─── Data for processing ───

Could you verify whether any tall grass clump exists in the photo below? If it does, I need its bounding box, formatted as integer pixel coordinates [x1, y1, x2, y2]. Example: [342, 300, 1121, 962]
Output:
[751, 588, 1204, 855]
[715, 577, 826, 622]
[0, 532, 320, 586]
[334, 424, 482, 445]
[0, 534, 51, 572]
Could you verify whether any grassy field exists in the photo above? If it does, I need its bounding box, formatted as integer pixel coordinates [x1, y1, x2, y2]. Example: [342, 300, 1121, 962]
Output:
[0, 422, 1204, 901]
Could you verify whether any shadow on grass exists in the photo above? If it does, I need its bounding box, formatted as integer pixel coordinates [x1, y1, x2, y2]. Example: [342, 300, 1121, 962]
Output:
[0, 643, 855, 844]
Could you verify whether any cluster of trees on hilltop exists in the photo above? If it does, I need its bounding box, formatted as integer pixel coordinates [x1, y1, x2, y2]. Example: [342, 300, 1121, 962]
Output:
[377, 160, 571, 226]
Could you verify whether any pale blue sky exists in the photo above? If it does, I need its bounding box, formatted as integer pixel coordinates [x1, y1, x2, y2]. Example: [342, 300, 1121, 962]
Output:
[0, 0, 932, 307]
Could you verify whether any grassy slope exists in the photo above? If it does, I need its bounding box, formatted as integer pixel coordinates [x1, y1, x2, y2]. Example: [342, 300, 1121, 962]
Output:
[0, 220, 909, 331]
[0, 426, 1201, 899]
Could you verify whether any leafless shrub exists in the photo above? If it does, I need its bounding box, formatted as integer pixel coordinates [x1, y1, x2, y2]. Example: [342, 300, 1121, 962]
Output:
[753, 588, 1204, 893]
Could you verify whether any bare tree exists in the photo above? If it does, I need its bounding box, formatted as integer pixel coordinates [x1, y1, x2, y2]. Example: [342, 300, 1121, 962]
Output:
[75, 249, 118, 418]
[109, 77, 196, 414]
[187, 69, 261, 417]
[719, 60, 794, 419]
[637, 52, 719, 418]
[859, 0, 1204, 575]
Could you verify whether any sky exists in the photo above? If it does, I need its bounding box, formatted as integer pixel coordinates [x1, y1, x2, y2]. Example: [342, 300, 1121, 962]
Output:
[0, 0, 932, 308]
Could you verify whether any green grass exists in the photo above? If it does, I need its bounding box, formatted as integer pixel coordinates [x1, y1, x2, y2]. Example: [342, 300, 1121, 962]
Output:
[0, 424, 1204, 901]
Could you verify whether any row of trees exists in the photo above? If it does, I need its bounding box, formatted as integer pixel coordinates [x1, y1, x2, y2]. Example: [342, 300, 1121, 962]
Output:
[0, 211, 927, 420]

───

Task details
Give every line of the rows above as a Markdown table with two columns, Line no. and Text, numbering the lines in order and leaving out blank lines.

Result of the task
| Line no. | Text |
|---|---|
| 1 | Could you verify whether any tall grass clump exists in the photo below? If it does, I need its bounding box, formatted as integer pixel coordinates [x1, y1, x2, y2]. Example: [342, 300, 1121, 962] |
| 2 | Output: |
| 3 | [751, 588, 1204, 855] |
| 4 | [715, 577, 826, 622] |
| 5 | [0, 532, 320, 586] |
| 6 | [334, 424, 482, 445] |
| 7 | [0, 534, 51, 572] |
| 8 | Could you verify whether any grassy field exists in the photo above? If it does, I need its bounding box, formatted as integer pixel coordinates [x1, y1, x2, y2]. Example: [342, 300, 1121, 962] |
| 9 | Output: |
| 10 | [0, 422, 1204, 901] |
| 11 | Could you verify whether any shadow on grass exists in the photo above? If it does, I need its bounding box, formatted as integer pixel coordinates [x1, y1, x2, y2]. Example: [342, 300, 1121, 962] |
| 12 | Output: |
| 13 | [0, 643, 855, 844] |
| 14 | Could you verify whether any cluster of trees on hilltop exists in the photo above? If it does, I need its bounding box, formatted as integer pixel coordinates [x1, y1, x2, y2]. Example: [342, 300, 1121, 962] |
| 15 | Output: |
| 16 | [377, 160, 571, 226] |
| 17 | Could you verify whether any pale blue sky exists in the photo above? If it does, I need its bounding box, formatted as integer pixel coordinates [x1, y1, x2, y2]. Example: [342, 300, 1121, 962] |
| 18 | Output: |
| 19 | [0, 0, 932, 307] |
| 20 | Could you verify whether any grassy slope exists in the photo above? If it does, I need its bounding box, formatted as integer pixel coordinates [x1, y1, x2, y2]. Example: [342, 300, 1121, 962] |
| 21 | Output: |
| 22 | [0, 220, 909, 331] |
| 23 | [0, 426, 1201, 899] |
| 24 | Could you verify whether any leafless shrub exists in the photo above? If it does, I need its bounding box, formatted as integer pixel coordinates [x1, y1, x2, y2]. Example: [342, 300, 1121, 962] |
| 25 | Output: |
| 26 | [753, 588, 1204, 893] |
| 27 | Could you verify whether any bare tree exists in the photo above? If it does, I need its bounding box, formatted as integer pixel coordinates [x1, y1, x2, y2]. Example: [342, 300, 1121, 962] |
| 28 | Output: |
| 29 | [75, 249, 118, 418] |
| 30 | [109, 77, 196, 414] |
| 31 | [187, 69, 261, 417] |
| 32 | [719, 60, 794, 419] |
| 33 | [637, 52, 719, 418] |
| 34 | [859, 0, 1204, 575] |
| 35 | Could you verify whether any sky exists in the photo above? If it does, I need its bounding box, formatted as integer pixel coordinates [x1, y1, x2, y2]. Example: [342, 300, 1121, 962] |
| 36 | Output: |
| 37 | [0, 0, 932, 308] |
| 38 | Could you verify whether any green grass exists in the photo above? If it does, I need its bounding box, formatted as integer pixel coordinates [x1, y1, x2, y2]. Example: [342, 300, 1121, 962] |
| 39 | Output: |
| 40 | [0, 424, 1204, 901] |
| 41 | Could you verify whether any row of trees exists in the photo above? If it does, I need its bounding box, formatted as integer pixel coordinates [x1, y1, x2, y2]. Example: [342, 300, 1121, 962] |
| 42 | Output: |
| 43 | [0, 211, 927, 420] |